── Extract provided

FLORIDA BACKGROUND--Florida established the Florida Windstorm Underwriting Association (FWUA or Wind Pool) in 1970 to insure “wind only” in Monroe County and the Florida Keys. Over time, the FWUA was expanded to include all or parts of 29 of Florida’s 35 coastal counties. The “tri-county” area of Dade, Broward, and Palm Beach came on board after Hurricane Andrew struck in 1992.
Like many residual markets, whenever losses exceeded available funds (creating a deficit), Florida’s wind pool would assess insurance companies who recouped the assessments from their policyholders—by definition, then, those paying for wind pool deficits were those not insured by the wind pool.
After Hurricane Andrew, there was a need to create another residual market for coastal wind exposure, which could provide protection beyond just wind—a full homeowners policy. Thus, the Florida Residential Property and Casualty Joint Underwriting Association (FRPCJUA or Homeowners JUA) was created in 1992 and structured similarly to the FWUA; that is, deficits were “cured” by levying assessments on insurance companies who passed them on to their policyholders. In 1995, the FRPCJUA absorbed another property residual market, which insured commercial residential or condominium and apartment buildings, called the FPCJUA.

────

● **Brief A**:
Answer these questions from the passage on Florida's residual insurance markets:
(i) In what year was the Florida Windstorm Underwriting Association established?
(ii) Which three counties joined the wind pool after Hurricane Andrew?
(iii) What did the FRPCJUA absorb in 1995?
● **Brief B**: Write the next part of the passage on Florida's residual insurance markets, starting after its final sentence.

── Dataset content

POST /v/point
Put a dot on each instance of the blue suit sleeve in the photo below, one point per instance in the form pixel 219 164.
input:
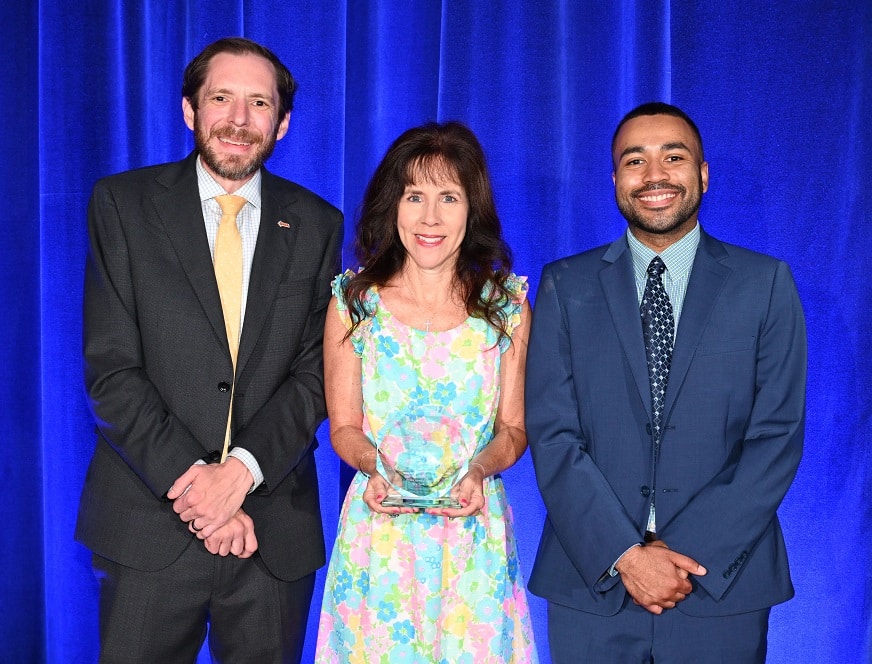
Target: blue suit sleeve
pixel 589 521
pixel 721 525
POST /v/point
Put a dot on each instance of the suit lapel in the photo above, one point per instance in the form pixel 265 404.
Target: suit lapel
pixel 707 280
pixel 181 213
pixel 276 237
pixel 619 287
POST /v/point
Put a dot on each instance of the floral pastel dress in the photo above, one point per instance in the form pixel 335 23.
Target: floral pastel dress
pixel 422 588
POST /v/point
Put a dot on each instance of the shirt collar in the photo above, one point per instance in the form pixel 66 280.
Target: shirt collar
pixel 678 256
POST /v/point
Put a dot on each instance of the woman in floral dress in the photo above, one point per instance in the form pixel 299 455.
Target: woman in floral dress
pixel 424 352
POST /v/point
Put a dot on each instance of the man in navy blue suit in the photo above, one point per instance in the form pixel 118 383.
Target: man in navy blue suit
pixel 665 413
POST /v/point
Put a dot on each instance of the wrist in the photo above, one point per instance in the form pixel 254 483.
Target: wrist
pixel 366 463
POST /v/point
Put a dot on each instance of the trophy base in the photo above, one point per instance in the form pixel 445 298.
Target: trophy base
pixel 420 502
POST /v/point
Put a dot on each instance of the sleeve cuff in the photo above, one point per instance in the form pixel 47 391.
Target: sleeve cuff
pixel 250 462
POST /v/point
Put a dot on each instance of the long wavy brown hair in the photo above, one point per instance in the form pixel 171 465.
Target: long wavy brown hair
pixel 435 152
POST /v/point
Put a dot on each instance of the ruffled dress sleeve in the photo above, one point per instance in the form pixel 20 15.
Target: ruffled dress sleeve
pixel 517 287
pixel 357 337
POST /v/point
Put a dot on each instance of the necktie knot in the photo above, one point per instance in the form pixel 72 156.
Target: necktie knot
pixel 656 267
pixel 230 205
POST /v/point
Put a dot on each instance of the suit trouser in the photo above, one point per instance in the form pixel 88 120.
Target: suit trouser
pixel 162 616
pixel 635 635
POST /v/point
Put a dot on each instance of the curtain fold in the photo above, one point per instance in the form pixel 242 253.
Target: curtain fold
pixel 781 91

────

● **Result A**:
(i) 1970
(ii) Dade, Broward, and Palm Beach
(iii) The FPCJUA, a property residual market that insured commercial residential or condominium and apartment buildings

● **Result B**:
In August 2002, the Florida Legislature merged the FWUA with the FRPCJUA, creating “Citizens” and retaining the ability to levy “Regular Assessments” on insurers based on deficits in any one of its three accounts. It also maintained the existing ability to levy “Emergency Assessments” whenever Regular Assessments weren’t enough. Emergency Assessments flow direct to policyholders rather than to insurers who then recoup from policyholders and are used as collateral for loans to pay down the deficit. At the time, Citizens’ deficits had to be calculated separately, and assessments levied separately, for each of its three accounts. Those accounts are as follows:
1. High Risk Account (HRA): provides wind-only policies in limited coastal areas of the state (formerly known as the Wind Pool);
2. Personal Lines Account (PLA): provides multi-peril policies throughout the state of Florida (formerly known as the FRPCJUA);
3. Commercial Lines Account (CLA): provides commercial residential policies throughout the State of Florida (this is the condo and apartment building coverage of the former FPCJUA, which merged into the FRPCJUA in 1995).
2007 Changes--Finally, in 2007 Citizens was made more accessible and its assessment formula was changed in several important ways. It became more easily accessed because anyone could get coverage there as long as they could only find a quote from a standard market carrier that was 15% higher for comparable coverage. Second, the assessment mechanism was changed to a “surcharge” that was to be levied upon all policyholders upon renewal and it was increased to 15% per account. With three accounts, then, the worst case scenario became the potential of a 45% surcharge. See the subheading titles Citizens assessments for a more detailed explanation.